STUDY QUESTIONS:
1. Copy everything from "The bill enables" down to "the patient’s life." in the comment on the assisted suicide bill below.
2. In the comment on the assisted suicide bill below, on what date was the bill blocked in the House of Lords?

A matter of life and death

Comment:

A matter of life and death

LORD JOFFE’s Physician Assisted Suicide bill was blocked in the
House of Lords on 12 May but he has pledged to reintroduce it at a
later date. Claire Job, a Palliative Care Specialist Nurse and a member
of the Socialist Party relates her concerns about the bill.

The bill enables a competent adult who is suffering unbearably as a
result of terminal illness to receive medical assistance to die at his
or her own considered and persistent request. The doctor can provide
the patient with the means to end their life (in other countries this
is a large dose of barbiturates) or, if the patient is physically
unable to do so, to end the patient’s life.

So what are the main issues that socialists may need to consider
when deciding to support or not support this bill?

Firstly, take a step back and look at the mess the NHS is in at this
moment in time. Throughout Britain at present, many workers are
fighting to save NHS services, jobs and hospitals. Nationally the NHS
is being run into the ground and dismantled through neglect.

RAW DATA:
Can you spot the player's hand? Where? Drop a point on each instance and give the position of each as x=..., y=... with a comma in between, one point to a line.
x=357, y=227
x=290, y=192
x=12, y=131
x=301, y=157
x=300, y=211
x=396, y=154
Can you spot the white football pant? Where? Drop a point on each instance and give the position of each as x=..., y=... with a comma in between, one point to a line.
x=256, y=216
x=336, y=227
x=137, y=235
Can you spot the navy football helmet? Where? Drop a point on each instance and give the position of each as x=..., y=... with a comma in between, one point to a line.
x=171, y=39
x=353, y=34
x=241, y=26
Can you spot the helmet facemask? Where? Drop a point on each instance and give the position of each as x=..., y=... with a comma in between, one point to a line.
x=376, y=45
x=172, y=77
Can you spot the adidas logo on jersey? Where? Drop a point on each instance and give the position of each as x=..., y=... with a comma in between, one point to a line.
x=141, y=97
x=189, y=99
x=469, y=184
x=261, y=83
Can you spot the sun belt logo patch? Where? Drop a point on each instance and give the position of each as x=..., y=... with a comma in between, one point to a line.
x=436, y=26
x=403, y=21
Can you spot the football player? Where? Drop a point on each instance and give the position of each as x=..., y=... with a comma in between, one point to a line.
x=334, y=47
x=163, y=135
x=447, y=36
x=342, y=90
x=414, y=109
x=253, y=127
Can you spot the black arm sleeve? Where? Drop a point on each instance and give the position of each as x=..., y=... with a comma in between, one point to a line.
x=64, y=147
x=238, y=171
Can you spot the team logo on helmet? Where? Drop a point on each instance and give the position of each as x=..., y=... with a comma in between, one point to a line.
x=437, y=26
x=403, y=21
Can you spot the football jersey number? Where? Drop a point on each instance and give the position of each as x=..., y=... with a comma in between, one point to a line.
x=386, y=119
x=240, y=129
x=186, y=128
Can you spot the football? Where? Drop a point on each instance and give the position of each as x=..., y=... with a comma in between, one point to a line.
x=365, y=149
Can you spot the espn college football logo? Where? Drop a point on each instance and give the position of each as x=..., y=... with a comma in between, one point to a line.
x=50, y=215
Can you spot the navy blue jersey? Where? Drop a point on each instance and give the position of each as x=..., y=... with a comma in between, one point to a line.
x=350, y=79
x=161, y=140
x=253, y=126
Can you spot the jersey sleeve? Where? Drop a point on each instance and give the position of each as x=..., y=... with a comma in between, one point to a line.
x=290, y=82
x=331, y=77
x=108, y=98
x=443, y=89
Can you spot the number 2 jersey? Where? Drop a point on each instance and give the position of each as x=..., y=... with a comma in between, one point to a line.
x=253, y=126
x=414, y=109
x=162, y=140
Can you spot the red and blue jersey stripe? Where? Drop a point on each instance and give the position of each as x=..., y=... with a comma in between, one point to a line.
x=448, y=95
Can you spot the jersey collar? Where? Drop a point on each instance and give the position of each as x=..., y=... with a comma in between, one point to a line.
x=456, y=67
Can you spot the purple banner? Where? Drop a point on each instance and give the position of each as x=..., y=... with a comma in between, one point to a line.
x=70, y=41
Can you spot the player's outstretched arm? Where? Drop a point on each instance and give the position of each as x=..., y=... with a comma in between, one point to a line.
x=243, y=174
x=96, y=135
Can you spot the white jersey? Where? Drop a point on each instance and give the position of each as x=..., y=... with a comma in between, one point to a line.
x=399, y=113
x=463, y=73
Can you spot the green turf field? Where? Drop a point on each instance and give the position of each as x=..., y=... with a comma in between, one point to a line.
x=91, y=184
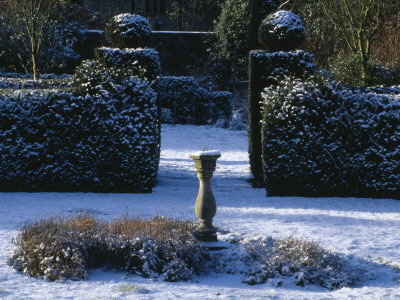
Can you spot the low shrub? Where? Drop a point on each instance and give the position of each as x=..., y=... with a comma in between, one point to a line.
x=128, y=31
x=66, y=248
x=164, y=248
x=322, y=139
x=106, y=141
x=304, y=262
x=183, y=101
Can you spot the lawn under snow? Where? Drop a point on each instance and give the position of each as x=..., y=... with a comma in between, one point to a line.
x=367, y=228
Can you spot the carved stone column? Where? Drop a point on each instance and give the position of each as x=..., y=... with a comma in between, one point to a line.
x=206, y=207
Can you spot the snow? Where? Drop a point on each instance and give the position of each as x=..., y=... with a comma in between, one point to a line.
x=367, y=228
x=207, y=153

TASK-BY-TASK RESULTS:
1.
The bill enables a competent adult who is suffering unbearably as a
result of terminal illness to receive medical assistance to die at his
or her own considered and persistent request. The doctor can provide
the patient with the means to end their life (in other countries this
is a large dose of barbiturates) or, if the patient is physically
unable to do so, to end the patient’s life.

2. 12 May